# [TASK TO COMPLETE]
Extract every line below that contains the string "drawer", treating uppercase and lowercase letters as different.
=-=-=
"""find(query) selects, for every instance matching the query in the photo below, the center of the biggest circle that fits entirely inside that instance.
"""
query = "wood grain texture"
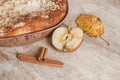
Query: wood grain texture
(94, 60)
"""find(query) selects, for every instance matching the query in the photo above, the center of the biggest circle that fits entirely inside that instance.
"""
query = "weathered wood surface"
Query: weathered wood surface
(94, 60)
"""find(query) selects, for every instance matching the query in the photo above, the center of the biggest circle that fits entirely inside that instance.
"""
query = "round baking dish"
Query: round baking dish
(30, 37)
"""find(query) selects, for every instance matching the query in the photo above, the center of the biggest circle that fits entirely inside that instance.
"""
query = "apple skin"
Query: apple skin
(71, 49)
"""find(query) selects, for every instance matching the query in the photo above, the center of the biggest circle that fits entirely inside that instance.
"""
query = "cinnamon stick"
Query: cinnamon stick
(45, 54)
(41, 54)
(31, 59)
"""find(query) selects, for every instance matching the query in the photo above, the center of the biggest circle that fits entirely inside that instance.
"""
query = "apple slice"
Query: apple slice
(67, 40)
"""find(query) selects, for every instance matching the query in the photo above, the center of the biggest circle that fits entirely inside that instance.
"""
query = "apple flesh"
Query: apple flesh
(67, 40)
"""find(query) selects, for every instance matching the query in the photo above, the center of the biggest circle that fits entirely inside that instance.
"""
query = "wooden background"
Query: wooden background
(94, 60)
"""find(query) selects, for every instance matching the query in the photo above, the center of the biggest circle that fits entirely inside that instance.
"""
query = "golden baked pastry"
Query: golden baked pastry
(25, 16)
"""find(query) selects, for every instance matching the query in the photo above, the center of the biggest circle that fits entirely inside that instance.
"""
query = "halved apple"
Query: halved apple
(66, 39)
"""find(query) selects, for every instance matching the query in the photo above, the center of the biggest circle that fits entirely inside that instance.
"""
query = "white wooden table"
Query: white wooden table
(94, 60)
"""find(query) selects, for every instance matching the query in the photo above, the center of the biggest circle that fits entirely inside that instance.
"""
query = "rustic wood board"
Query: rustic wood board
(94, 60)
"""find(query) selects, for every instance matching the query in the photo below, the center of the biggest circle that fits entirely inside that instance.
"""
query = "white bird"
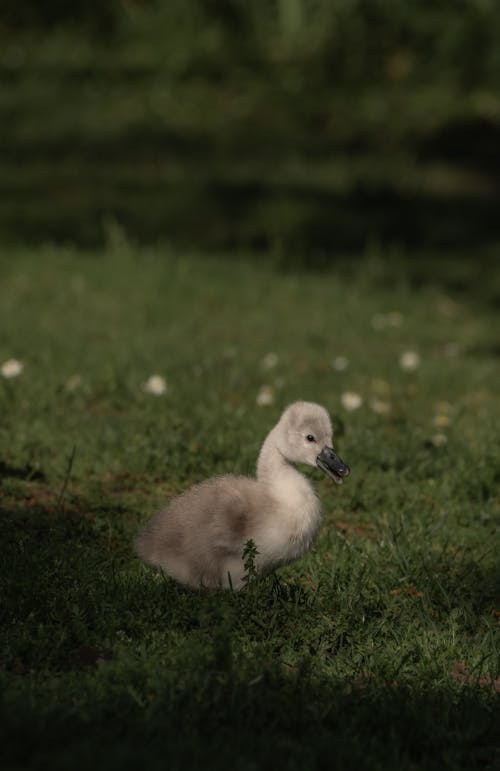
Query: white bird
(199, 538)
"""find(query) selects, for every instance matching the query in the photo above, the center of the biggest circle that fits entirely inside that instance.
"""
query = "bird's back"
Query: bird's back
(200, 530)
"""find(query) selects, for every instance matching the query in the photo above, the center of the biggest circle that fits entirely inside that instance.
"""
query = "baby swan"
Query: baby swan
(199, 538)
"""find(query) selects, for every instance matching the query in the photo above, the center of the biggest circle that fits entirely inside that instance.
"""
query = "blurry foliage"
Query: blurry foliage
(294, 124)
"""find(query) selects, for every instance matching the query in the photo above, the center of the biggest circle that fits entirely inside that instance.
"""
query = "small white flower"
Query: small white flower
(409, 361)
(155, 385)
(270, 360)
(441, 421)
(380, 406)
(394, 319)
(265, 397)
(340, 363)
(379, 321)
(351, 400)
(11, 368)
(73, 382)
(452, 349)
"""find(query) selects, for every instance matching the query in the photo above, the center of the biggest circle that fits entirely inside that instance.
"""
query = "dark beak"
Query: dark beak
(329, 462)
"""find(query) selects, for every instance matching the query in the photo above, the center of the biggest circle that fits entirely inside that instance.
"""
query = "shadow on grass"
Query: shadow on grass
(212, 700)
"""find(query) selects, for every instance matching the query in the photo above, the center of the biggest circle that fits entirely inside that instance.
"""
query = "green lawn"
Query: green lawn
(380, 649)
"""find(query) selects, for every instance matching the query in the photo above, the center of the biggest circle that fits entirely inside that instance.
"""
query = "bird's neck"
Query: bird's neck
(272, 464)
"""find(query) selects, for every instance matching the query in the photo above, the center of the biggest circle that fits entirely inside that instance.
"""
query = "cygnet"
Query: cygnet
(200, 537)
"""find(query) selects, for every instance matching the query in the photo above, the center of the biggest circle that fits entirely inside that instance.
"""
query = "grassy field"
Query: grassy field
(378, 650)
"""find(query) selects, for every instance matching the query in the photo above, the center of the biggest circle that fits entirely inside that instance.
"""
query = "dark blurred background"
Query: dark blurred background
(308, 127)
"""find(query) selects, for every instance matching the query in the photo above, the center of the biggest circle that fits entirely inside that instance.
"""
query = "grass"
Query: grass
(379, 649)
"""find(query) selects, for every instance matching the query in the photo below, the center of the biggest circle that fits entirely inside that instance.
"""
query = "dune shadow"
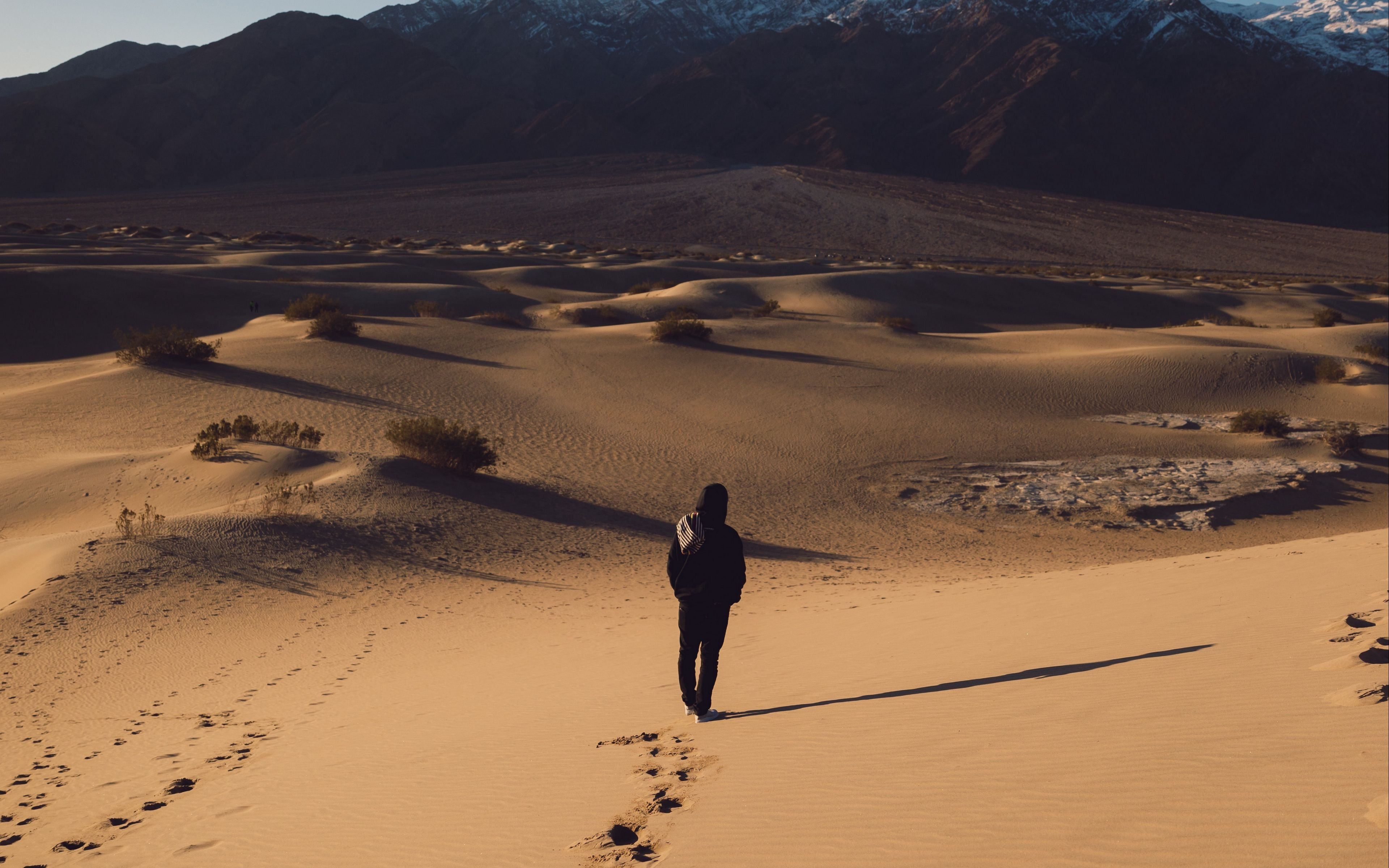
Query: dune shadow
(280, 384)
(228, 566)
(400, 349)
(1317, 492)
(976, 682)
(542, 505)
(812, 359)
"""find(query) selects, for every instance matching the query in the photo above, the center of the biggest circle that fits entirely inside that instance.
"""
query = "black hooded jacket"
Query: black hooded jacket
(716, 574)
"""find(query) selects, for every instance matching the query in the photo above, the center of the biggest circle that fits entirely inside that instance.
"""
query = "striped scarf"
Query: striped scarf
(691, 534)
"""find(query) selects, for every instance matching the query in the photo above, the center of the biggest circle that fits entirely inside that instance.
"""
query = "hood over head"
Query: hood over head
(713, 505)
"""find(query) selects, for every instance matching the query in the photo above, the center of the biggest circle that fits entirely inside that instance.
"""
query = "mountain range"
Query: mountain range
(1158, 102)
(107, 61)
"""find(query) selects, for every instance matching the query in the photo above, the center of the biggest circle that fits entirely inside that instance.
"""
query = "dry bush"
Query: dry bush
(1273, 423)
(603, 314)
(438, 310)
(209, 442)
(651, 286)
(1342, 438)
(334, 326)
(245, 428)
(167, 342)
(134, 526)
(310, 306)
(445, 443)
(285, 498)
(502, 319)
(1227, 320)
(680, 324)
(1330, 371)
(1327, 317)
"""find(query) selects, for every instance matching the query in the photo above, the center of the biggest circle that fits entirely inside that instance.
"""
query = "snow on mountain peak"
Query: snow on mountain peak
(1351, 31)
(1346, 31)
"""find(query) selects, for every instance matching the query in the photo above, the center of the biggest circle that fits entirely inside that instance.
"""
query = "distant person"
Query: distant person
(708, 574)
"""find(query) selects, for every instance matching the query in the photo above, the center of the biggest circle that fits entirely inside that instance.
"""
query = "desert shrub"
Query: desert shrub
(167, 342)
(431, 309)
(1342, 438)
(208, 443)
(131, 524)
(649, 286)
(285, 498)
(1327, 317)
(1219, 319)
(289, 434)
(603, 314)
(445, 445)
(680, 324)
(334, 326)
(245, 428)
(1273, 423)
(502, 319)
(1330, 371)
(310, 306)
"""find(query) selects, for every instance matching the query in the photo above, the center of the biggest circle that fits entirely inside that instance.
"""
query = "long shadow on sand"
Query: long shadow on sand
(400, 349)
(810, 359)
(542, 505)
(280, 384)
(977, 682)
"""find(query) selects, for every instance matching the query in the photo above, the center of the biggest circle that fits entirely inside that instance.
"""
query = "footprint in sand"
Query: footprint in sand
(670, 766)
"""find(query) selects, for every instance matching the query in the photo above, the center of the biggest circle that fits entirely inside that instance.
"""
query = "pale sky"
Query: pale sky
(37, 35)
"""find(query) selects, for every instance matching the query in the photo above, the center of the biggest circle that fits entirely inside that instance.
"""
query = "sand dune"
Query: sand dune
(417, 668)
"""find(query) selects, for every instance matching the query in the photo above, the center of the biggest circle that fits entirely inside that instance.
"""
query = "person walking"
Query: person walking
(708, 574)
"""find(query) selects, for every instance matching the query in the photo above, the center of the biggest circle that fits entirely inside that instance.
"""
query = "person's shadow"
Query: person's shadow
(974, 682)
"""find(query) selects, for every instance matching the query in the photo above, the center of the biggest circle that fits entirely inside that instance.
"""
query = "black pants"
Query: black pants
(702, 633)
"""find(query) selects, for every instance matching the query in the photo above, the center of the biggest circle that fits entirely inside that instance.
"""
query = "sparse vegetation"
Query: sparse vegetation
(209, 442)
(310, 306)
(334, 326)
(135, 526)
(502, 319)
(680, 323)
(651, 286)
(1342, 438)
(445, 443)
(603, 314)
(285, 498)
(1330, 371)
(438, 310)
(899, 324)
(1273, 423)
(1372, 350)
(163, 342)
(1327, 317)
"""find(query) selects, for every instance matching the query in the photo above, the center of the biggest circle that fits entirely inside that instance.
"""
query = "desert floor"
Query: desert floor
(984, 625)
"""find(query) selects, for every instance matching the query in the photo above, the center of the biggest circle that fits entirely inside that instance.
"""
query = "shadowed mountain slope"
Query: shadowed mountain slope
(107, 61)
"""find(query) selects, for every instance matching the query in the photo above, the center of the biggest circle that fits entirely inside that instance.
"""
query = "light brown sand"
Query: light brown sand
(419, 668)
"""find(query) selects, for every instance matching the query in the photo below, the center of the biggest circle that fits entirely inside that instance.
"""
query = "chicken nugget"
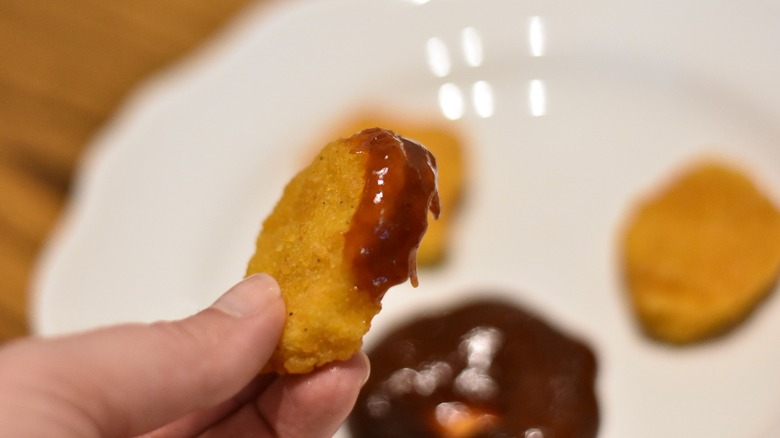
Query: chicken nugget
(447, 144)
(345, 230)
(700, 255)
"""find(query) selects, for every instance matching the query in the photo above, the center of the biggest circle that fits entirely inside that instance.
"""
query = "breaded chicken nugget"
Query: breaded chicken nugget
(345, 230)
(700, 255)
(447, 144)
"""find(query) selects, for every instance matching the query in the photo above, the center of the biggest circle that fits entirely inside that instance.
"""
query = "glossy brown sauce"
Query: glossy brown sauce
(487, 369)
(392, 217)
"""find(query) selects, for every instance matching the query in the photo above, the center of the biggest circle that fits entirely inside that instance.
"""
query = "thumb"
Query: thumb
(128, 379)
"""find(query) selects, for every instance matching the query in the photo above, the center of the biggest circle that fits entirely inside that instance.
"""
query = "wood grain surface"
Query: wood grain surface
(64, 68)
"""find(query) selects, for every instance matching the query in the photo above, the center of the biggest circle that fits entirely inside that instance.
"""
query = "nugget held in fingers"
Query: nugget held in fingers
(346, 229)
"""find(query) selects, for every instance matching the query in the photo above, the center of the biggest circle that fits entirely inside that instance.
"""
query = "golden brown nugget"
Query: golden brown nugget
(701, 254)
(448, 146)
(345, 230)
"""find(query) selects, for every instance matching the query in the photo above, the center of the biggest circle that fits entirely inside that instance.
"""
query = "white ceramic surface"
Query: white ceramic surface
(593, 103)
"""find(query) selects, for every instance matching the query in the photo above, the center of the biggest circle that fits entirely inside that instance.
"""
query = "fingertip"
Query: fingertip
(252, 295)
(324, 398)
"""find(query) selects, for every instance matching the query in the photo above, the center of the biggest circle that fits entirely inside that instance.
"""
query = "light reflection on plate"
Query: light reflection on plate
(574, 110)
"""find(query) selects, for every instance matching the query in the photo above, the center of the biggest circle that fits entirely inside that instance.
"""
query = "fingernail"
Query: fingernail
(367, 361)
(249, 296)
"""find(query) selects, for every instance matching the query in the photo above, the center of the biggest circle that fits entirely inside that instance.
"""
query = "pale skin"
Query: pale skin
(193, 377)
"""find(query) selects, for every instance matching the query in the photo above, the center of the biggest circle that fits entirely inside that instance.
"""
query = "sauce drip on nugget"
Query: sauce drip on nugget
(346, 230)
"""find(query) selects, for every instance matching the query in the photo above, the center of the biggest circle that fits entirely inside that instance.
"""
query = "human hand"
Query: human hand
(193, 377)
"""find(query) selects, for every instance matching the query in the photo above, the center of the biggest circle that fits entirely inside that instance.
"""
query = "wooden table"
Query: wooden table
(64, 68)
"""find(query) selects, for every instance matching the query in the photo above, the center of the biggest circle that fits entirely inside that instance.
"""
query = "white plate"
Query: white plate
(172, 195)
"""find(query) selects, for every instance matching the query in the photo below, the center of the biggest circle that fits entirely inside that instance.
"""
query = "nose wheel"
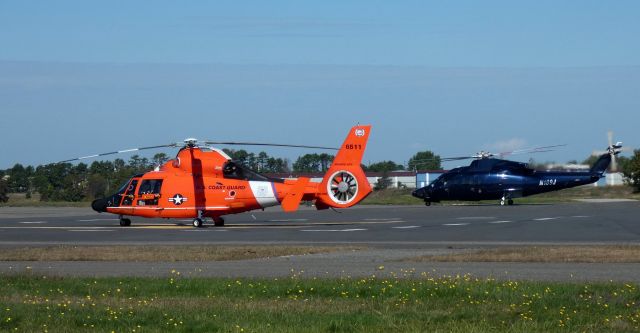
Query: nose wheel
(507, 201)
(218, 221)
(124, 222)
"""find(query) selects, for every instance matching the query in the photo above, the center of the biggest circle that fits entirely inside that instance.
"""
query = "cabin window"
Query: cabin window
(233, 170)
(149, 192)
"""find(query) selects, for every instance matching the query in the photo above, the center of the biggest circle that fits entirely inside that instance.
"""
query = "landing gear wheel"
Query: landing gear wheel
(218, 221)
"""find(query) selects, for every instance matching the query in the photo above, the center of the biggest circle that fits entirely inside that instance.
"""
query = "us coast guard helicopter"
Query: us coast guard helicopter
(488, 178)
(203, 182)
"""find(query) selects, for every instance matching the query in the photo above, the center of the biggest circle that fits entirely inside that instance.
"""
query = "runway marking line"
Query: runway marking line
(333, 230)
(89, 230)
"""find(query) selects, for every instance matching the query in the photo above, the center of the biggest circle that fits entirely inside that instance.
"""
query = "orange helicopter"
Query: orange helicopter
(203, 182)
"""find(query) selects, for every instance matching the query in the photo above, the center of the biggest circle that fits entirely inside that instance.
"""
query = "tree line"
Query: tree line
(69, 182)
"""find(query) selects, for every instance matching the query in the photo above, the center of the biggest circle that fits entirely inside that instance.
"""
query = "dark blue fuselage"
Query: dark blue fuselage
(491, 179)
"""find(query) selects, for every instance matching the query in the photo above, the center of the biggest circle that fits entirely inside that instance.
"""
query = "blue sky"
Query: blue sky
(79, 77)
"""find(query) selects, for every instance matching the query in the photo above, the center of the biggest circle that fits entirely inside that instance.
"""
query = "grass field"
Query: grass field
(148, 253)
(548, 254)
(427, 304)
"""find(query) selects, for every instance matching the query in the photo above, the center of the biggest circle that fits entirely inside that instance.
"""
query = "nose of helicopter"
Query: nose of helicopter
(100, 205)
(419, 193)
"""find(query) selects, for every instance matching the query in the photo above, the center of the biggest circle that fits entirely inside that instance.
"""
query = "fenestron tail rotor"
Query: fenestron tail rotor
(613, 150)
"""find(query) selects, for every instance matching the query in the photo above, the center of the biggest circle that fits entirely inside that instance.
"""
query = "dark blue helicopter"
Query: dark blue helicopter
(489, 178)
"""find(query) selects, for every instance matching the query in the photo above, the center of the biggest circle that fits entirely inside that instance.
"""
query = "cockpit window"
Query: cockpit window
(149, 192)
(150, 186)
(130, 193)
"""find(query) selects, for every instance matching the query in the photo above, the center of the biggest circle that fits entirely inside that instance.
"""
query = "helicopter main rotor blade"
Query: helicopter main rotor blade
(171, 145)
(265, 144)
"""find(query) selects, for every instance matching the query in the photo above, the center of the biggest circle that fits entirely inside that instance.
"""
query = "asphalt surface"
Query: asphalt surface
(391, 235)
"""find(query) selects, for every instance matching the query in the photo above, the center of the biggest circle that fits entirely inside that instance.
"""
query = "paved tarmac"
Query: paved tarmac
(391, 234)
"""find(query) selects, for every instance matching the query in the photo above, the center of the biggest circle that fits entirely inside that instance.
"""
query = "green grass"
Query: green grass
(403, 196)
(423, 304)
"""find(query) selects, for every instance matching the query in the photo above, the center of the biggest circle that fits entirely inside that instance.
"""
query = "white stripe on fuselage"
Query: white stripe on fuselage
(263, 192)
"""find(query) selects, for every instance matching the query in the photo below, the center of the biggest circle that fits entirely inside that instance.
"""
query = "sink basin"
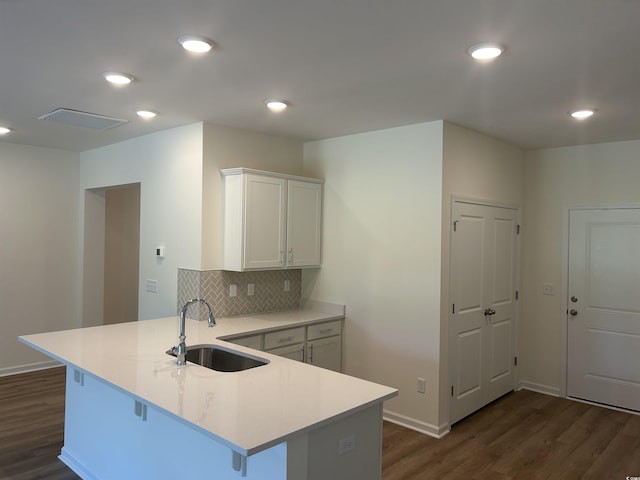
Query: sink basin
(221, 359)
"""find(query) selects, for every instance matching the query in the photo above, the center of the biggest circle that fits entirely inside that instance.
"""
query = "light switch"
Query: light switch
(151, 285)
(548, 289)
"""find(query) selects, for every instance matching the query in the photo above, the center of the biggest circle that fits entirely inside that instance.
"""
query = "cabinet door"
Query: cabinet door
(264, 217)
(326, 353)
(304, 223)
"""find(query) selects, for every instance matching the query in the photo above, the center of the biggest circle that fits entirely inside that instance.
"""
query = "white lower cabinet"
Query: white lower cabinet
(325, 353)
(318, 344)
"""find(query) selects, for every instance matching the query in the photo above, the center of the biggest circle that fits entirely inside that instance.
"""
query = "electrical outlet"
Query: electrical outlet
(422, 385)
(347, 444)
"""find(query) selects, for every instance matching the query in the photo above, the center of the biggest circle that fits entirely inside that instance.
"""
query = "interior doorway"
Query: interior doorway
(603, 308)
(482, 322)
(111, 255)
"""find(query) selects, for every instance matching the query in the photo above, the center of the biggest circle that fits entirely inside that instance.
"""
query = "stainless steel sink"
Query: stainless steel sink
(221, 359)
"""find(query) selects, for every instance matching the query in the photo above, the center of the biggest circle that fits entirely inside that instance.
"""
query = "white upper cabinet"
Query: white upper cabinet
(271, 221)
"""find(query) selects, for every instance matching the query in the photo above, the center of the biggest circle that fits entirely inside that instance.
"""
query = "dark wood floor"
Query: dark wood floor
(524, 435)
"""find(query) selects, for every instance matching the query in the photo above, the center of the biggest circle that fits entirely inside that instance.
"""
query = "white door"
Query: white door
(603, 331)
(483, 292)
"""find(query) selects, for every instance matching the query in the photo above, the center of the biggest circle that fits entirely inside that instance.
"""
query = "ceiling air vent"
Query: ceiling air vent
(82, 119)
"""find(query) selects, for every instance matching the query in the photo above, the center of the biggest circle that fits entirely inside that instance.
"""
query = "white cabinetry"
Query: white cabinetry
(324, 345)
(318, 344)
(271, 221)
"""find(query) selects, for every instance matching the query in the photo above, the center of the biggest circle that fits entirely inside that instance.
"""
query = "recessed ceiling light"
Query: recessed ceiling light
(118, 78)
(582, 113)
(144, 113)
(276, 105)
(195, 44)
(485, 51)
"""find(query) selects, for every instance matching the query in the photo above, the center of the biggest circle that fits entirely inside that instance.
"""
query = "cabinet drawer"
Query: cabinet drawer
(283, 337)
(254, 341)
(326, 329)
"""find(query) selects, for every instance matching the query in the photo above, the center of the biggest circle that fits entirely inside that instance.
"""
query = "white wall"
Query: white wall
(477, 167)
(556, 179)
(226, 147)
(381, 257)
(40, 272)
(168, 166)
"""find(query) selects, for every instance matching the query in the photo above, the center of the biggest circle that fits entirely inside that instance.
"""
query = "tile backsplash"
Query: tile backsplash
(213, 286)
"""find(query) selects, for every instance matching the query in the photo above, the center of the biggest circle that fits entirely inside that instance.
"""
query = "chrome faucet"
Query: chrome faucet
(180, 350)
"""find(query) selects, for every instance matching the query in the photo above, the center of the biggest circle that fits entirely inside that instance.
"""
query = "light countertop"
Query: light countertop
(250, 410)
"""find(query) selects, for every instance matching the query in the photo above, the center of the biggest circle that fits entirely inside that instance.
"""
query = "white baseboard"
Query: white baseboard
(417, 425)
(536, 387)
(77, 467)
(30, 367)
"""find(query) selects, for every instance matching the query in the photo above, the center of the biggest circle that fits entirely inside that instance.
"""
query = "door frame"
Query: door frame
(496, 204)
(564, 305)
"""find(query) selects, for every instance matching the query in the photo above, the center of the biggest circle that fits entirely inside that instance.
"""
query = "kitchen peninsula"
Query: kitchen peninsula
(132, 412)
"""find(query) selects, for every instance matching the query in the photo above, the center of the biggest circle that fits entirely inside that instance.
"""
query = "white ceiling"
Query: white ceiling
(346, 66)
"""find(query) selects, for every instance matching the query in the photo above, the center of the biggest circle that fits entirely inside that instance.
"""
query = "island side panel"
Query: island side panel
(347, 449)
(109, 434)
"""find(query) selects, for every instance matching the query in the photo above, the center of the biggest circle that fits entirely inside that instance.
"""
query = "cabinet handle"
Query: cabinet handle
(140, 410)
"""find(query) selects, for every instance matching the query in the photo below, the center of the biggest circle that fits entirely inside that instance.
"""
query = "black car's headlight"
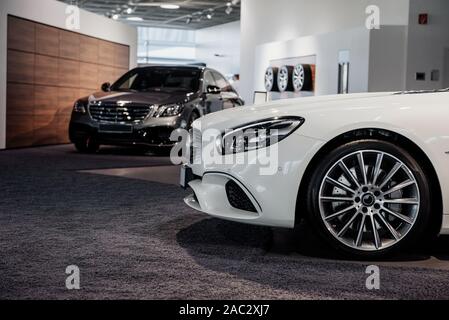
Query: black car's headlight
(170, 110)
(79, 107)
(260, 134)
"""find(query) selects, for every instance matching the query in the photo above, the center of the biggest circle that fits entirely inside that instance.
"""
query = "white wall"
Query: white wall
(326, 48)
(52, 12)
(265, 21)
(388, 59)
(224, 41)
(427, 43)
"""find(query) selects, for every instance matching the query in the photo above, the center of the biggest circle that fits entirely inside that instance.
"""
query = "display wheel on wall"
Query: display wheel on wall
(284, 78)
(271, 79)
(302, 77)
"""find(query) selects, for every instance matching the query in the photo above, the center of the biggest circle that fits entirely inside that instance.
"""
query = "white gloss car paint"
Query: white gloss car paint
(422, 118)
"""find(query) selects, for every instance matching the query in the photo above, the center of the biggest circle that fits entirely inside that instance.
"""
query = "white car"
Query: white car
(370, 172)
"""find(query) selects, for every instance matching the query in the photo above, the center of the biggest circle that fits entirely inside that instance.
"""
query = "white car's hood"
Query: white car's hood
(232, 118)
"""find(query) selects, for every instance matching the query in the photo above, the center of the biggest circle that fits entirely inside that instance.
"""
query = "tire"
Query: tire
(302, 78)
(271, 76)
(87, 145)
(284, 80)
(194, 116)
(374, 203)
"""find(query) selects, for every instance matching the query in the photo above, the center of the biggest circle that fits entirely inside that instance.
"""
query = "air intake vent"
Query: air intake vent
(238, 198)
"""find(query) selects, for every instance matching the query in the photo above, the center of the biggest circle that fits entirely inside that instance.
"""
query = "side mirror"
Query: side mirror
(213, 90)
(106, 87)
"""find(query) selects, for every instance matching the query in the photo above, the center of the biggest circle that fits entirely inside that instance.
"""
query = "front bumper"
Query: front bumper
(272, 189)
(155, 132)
=-=-=
# [EXERCISE ANSWER]
query = "cabinet drawer"
Query: cabinet drawer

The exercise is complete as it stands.